### Aim 1
In the Hadoop thread on finding the student with the highest marks, whose remark is cited for the point that combiners are not guaranteed to be used?
### Aim 2
Continue the Hadoop thread on finding the student with the highest marks, picking up right after its final line.

### Document passage
══════
How to find one specific key value pair as output from reducer - hadoop

I need to find the student with max marks using MR
Paul 90
Ben 20
Cook 80
Joe 85
So output of reducer should be (Paul 90)
can anyone help me with this?

A good way of doing this is to do a secondary sort in Hadoop. Your Map output key should be a combination of (Name, Marks).
You would then implement a custom comparator which can take this key & based on the Marks only compare 2 given values and sort based on higher marks.
Typically we implement a grouping comparator but in this case we would want all the keys to go into a single reducer. So we would ignore the key differences in the grouping comparator.
In the reducer just get the first value & exit.
Details of secondary sort : Secondary Sort

You can map all input tuples to the same key, with a value being the same as each input tuple, like (the-one-key, (Ben, 20)), and use a reduce function that returns only the tuple that has the maximum grade (since there is only one key).
To make sure that MR parallelism kicks in, using a combiner with the same function as the reducer (above) should do the trick. That way, the reducer will only get one tuple from each mapper and will have less work to do.
Edit: even better, you can already eliminate all but the max in the mapping function to get best performance (see Venkat's remark that combiners are not guaranteed to be used).
Example with two mappers:
Paul 90
Ben 20
Cook 80
Joe 85
Mapped to:
Mapper 1
(the-one-key, (Paul, 90))
(the-one-key, (Ben, 20))
Mapper 2
(the-one-key, (Cook, 80))
(the-one-key, (Joe, 85))
Combined to (still on the mappers' side):
Mapper 1
(the-one-key, (Paul, 90))
Mapper 2
(the-one-key, (Joe, 85))
Reduced to:
(the-one-key, (Paul, 90))
A final remark: MapReduce may be "too much" for this if you have a small data set. A simple scan in local memory would be faster if you only have a few hundreds or thousands values.

Take a look at the following code at gist:
https://gist.github.com/meshekhar/6dd773abf2af6ff631054facab885bf3
In mapper, data gets mapped to key value pair:
key: "Paul 90"
key: "Ben 20"
key: "Cook 80"
key: "Joe 85"
In reducer, iterating through all the records using while loop, each value is split into name and marks and max marks stored in temp variable.
And at the end, the max value and corresponding name pair are returned. e.g. Paul 90.
I tested it on a single node system with more than 1 million records, takes less than 10 sec.

Related

How to find the global average in a large dataset?
══════
### Material supplied

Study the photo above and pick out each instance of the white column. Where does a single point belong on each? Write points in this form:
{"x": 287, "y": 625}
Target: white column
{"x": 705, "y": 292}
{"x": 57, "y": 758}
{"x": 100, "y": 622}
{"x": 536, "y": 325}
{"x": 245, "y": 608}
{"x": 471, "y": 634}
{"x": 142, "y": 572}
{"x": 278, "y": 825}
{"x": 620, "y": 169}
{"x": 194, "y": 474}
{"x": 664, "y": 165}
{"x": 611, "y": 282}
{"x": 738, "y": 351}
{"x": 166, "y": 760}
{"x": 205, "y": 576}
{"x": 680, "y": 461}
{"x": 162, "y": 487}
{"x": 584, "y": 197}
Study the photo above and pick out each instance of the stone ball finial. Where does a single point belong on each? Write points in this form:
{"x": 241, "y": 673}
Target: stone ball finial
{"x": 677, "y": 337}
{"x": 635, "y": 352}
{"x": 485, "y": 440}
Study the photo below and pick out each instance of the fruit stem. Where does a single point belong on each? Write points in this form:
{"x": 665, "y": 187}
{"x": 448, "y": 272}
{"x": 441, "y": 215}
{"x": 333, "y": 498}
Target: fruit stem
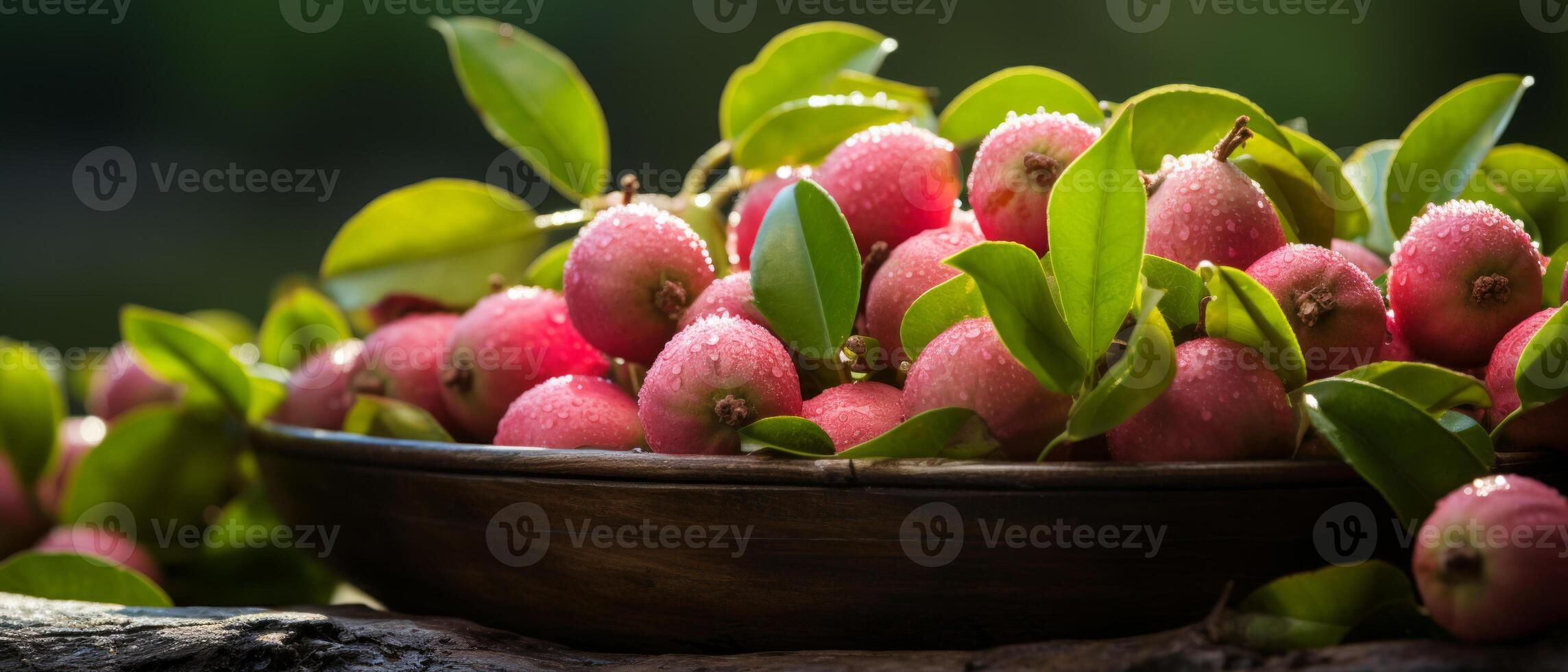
{"x": 1238, "y": 136}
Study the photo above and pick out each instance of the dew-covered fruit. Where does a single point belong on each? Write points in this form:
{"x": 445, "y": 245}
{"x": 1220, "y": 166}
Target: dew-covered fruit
{"x": 712, "y": 379}
{"x": 75, "y": 437}
{"x": 403, "y": 361}
{"x": 319, "y": 392}
{"x": 631, "y": 274}
{"x": 504, "y": 345}
{"x": 124, "y": 383}
{"x": 891, "y": 182}
{"x": 1488, "y": 560}
{"x": 1015, "y": 169}
{"x": 910, "y": 270}
{"x": 1537, "y": 428}
{"x": 855, "y": 412}
{"x": 1334, "y": 307}
{"x": 1368, "y": 261}
{"x": 1224, "y": 405}
{"x": 729, "y": 295}
{"x": 968, "y": 365}
{"x": 745, "y": 219}
{"x": 1205, "y": 208}
{"x": 102, "y": 544}
{"x": 572, "y": 412}
{"x": 1460, "y": 279}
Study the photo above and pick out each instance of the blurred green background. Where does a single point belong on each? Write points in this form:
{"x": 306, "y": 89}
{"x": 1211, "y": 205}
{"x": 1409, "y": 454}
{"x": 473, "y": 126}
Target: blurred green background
{"x": 204, "y": 85}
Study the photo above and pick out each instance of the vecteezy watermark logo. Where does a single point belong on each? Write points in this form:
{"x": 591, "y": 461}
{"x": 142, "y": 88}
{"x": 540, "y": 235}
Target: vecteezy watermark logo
{"x": 1139, "y": 16}
{"x": 1547, "y": 16}
{"x": 311, "y": 16}
{"x": 1346, "y": 535}
{"x": 725, "y": 16}
{"x": 518, "y": 535}
{"x": 932, "y": 535}
{"x": 106, "y": 179}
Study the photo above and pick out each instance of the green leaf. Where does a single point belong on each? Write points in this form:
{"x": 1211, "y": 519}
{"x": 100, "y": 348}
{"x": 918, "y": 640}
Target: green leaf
{"x": 1026, "y": 317}
{"x": 1145, "y": 368}
{"x": 1351, "y": 212}
{"x": 985, "y": 104}
{"x": 75, "y": 577}
{"x": 1443, "y": 147}
{"x": 805, "y": 130}
{"x": 1183, "y": 290}
{"x": 159, "y": 466}
{"x": 300, "y": 325}
{"x": 439, "y": 239}
{"x": 1542, "y": 375}
{"x": 786, "y": 434}
{"x": 391, "y": 419}
{"x": 30, "y": 411}
{"x": 806, "y": 272}
{"x": 1539, "y": 179}
{"x": 1408, "y": 456}
{"x": 926, "y": 434}
{"x": 1246, "y": 312}
{"x": 546, "y": 270}
{"x": 938, "y": 309}
{"x": 182, "y": 350}
{"x": 1319, "y": 608}
{"x": 797, "y": 64}
{"x": 1366, "y": 169}
{"x": 1096, "y": 237}
{"x": 532, "y": 99}
{"x": 1181, "y": 119}
{"x": 1427, "y": 386}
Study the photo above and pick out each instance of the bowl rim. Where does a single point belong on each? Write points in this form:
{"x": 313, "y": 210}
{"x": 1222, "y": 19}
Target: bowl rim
{"x": 922, "y": 474}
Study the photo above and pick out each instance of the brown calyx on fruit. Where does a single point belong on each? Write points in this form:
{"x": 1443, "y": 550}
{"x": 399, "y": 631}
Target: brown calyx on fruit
{"x": 1238, "y": 136}
{"x": 671, "y": 300}
{"x": 1313, "y": 304}
{"x": 1490, "y": 290}
{"x": 1460, "y": 564}
{"x": 1041, "y": 169}
{"x": 731, "y": 411}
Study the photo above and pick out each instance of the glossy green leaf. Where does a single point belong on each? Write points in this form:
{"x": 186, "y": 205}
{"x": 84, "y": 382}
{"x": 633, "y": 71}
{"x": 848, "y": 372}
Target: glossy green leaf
{"x": 1351, "y": 213}
{"x": 549, "y": 268}
{"x": 1427, "y": 386}
{"x": 1408, "y": 456}
{"x": 1319, "y": 608}
{"x": 30, "y": 411}
{"x": 182, "y": 350}
{"x": 797, "y": 64}
{"x": 1181, "y": 287}
{"x": 938, "y": 309}
{"x": 786, "y": 434}
{"x": 805, "y": 130}
{"x": 1024, "y": 314}
{"x": 439, "y": 239}
{"x": 1096, "y": 237}
{"x": 532, "y": 99}
{"x": 1443, "y": 147}
{"x": 300, "y": 325}
{"x": 1246, "y": 312}
{"x": 806, "y": 272}
{"x": 1539, "y": 179}
{"x": 1023, "y": 90}
{"x": 1542, "y": 375}
{"x": 1144, "y": 368}
{"x": 159, "y": 466}
{"x": 1368, "y": 173}
{"x": 75, "y": 577}
{"x": 391, "y": 419}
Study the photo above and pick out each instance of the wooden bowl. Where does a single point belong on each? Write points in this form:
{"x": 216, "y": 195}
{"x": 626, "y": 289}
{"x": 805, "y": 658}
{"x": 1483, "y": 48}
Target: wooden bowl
{"x": 631, "y": 552}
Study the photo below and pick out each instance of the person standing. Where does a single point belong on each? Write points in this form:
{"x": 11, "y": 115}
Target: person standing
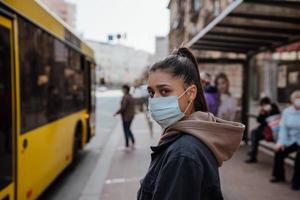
{"x": 211, "y": 94}
{"x": 228, "y": 104}
{"x": 194, "y": 143}
{"x": 288, "y": 142}
{"x": 267, "y": 108}
{"x": 127, "y": 112}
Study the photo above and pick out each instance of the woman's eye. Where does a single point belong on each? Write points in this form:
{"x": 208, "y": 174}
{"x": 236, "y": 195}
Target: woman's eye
{"x": 164, "y": 92}
{"x": 151, "y": 94}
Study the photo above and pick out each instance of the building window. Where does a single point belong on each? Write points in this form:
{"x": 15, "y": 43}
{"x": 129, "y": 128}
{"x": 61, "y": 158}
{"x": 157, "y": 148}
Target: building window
{"x": 196, "y": 5}
{"x": 217, "y": 7}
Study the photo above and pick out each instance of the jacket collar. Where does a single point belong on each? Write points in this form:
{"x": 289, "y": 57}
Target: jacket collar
{"x": 165, "y": 144}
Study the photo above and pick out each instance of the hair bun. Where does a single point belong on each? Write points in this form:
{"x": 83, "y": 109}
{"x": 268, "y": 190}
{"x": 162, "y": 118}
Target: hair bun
{"x": 186, "y": 53}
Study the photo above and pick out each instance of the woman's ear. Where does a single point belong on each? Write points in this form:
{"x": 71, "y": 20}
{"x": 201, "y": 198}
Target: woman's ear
{"x": 192, "y": 92}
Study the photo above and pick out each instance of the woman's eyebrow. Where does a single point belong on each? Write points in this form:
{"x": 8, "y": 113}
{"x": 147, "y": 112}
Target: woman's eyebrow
{"x": 162, "y": 85}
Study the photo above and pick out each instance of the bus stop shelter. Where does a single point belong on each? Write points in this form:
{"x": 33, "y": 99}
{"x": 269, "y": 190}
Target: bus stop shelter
{"x": 250, "y": 27}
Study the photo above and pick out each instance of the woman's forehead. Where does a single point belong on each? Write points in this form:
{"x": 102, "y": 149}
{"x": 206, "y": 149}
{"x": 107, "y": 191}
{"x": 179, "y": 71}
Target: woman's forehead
{"x": 163, "y": 78}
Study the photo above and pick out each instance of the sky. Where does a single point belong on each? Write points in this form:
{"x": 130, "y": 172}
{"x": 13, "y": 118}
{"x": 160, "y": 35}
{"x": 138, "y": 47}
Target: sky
{"x": 141, "y": 20}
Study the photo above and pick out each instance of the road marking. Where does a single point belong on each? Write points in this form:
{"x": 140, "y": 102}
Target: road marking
{"x": 121, "y": 180}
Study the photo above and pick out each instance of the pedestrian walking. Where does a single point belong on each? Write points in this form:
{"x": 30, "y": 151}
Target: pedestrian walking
{"x": 127, "y": 112}
{"x": 194, "y": 143}
{"x": 267, "y": 108}
{"x": 288, "y": 142}
{"x": 211, "y": 94}
{"x": 228, "y": 104}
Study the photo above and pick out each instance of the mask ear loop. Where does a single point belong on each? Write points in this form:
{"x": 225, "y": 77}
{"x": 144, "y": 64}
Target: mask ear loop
{"x": 189, "y": 103}
{"x": 187, "y": 107}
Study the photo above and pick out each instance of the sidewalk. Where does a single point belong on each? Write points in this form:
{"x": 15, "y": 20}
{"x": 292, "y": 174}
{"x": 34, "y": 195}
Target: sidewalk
{"x": 118, "y": 173}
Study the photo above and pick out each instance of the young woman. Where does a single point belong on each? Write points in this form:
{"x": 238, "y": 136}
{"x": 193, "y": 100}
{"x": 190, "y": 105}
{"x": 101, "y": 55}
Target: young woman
{"x": 288, "y": 142}
{"x": 228, "y": 104}
{"x": 194, "y": 143}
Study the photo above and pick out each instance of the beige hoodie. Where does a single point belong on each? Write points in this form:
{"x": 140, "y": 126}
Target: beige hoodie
{"x": 221, "y": 136}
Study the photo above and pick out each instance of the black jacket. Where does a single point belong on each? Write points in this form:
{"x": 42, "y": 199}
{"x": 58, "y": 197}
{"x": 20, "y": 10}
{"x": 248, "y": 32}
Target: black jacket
{"x": 182, "y": 168}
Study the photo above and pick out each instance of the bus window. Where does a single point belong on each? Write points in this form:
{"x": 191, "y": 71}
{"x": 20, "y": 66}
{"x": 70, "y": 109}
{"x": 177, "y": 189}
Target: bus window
{"x": 6, "y": 109}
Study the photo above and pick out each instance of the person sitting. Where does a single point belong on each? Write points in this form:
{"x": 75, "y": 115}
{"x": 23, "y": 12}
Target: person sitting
{"x": 267, "y": 108}
{"x": 288, "y": 142}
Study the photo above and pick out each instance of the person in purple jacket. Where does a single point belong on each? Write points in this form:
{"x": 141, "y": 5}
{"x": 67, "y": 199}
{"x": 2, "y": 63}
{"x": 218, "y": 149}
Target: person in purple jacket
{"x": 211, "y": 93}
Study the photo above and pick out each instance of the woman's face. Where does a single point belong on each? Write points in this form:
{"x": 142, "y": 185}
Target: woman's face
{"x": 295, "y": 102}
{"x": 163, "y": 84}
{"x": 222, "y": 85}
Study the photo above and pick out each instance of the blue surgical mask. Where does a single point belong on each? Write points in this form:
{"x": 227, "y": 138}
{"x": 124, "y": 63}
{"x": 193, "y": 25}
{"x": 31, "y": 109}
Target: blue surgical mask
{"x": 297, "y": 103}
{"x": 165, "y": 110}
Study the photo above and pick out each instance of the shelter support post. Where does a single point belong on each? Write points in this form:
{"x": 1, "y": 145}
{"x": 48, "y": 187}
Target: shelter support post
{"x": 246, "y": 96}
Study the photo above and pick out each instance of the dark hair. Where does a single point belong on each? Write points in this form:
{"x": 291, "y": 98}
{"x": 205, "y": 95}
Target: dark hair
{"x": 126, "y": 88}
{"x": 182, "y": 63}
{"x": 265, "y": 100}
{"x": 222, "y": 76}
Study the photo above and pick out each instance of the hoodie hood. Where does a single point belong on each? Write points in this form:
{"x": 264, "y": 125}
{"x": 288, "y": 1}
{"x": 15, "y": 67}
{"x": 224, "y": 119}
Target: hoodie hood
{"x": 222, "y": 137}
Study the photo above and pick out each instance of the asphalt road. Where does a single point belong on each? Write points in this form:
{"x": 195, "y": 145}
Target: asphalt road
{"x": 71, "y": 182}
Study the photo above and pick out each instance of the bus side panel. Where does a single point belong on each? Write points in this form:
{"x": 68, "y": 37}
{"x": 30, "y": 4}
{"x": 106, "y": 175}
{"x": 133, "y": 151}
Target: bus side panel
{"x": 9, "y": 190}
{"x": 44, "y": 153}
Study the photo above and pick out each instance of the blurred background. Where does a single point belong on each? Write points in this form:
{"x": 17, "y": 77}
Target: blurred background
{"x": 63, "y": 64}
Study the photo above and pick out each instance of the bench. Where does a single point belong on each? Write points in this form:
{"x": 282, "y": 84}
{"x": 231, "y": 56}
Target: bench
{"x": 268, "y": 147}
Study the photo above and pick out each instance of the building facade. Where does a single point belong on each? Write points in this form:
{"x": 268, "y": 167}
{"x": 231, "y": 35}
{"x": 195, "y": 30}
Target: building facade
══════
### Response 1
Venkat's remark.

### Response 2
I am writing simple mapreduce programs to find the average,smallest number and largest number present in my data(many text files).I guess using a combiner to find the desired stuff for within the numbers processed by a single mapper first would make it more efficient.
However I am concerned about the fact that, in order to be able to find the average, smallest number or largest number we would require the data from all mappers(and hence all combiners) to go to a single reducer, so that we can find universal average, smallest number or largest number .Which in case of larger data sets would be a huge bottleneck.
I am sure there would be some way out to handle this issue in hadoop that I probably can not think of.Can someone please guide me.I have been asked this sort of questions in couple of interviews as well.
Also while running my 'Find Average' mapreduce program I am facing an issue, the only running mapper is taking too long to complete.I have increased the map task time-out as well but it still gets stuck.Whereas with the help of stdout logs I have found that my mapper and combiner are executed smoothly.Hence I am not able to figure out what is causing my mapreduce job to hang.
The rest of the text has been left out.